[SUPPLIED DATA start]

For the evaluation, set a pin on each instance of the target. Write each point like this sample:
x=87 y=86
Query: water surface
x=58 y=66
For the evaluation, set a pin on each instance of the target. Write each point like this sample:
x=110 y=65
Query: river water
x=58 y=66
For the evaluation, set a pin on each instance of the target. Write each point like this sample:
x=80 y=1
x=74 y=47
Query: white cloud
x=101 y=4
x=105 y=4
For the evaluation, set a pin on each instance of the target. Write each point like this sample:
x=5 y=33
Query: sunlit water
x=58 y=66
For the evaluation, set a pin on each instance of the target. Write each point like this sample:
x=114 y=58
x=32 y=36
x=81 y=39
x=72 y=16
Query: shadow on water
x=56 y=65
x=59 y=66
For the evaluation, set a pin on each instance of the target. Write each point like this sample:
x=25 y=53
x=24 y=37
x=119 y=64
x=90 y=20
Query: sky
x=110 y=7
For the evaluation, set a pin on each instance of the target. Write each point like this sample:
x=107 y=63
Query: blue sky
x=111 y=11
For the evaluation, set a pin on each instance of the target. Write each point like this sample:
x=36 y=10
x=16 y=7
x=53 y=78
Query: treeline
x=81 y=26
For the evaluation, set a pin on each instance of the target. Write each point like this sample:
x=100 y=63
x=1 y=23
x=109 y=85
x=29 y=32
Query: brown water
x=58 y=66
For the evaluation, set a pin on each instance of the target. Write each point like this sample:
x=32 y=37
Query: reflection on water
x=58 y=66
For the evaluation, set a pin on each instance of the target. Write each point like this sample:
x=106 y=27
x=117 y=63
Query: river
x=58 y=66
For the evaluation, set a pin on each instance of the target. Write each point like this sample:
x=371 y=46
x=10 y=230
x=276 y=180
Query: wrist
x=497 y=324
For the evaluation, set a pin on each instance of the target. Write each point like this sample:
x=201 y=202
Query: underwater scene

[SUPPLIED DATA end]

• **STATED TASK**
Rewrite all of the records above, swapping "set a pin" for "place a marker" and leaving everything else the same.

• **THE RESPONSE**
For the evaluation, place a marker on each instance of the target. Write each point like this sample:
x=87 y=86
Query: water surface
x=58 y=66
For the evaluation, place a marker on each instance of the target. Write each point like this sample:
x=110 y=65
Query: river water
x=58 y=66
For the evaluation, place a marker on each instance of the target. Write each point like this sample:
x=80 y=1
x=74 y=47
Query: white cloud
x=101 y=4
x=105 y=4
For the evaluation, place a marker on each instance of the target. Write each point like this sample:
x=5 y=33
Query: sunlit water
x=58 y=66
For the evaluation, place a marker on each instance of the target. Write each point like this sample:
x=114 y=58
x=32 y=36
x=81 y=39
x=72 y=16
Query: shadow on water
x=56 y=65
x=59 y=66
For the evaluation, place a marker on each instance of the target. Write each point like this sample:
x=25 y=53
x=24 y=37
x=119 y=64
x=90 y=20
Query: sky
x=110 y=7
For the evaluation, place a marker on each instance of the target. Write each point like this sample:
x=107 y=63
Query: blue sky
x=111 y=11
For the evaluation, place a marker on each instance of the target. Write each point like this sample:
x=36 y=10
x=16 y=7
x=53 y=78
Query: treeline
x=81 y=26
For the evaluation, place a marker on each instance of the target. Write each point like this sample:
x=100 y=63
x=1 y=23
x=109 y=85
x=29 y=32
Query: brown water
x=58 y=66
For the evaluation, place a marker on each instance of the target. Write each point like this sample:
x=32 y=37
Query: reflection on water
x=58 y=66
For the evaluation, place a marker on each instance of the target. Write each point like this sample:
x=106 y=27
x=117 y=63
Query: river
x=58 y=66
For the evaluation, place a marker on each instance of the target. Write each point like this sample:
x=371 y=46
x=10 y=230
x=276 y=180
Query: wrist
x=497 y=324
For the evaluation, place a marker on each instance of the target. Write each point like this sample:
x=201 y=202
Query: underwater scene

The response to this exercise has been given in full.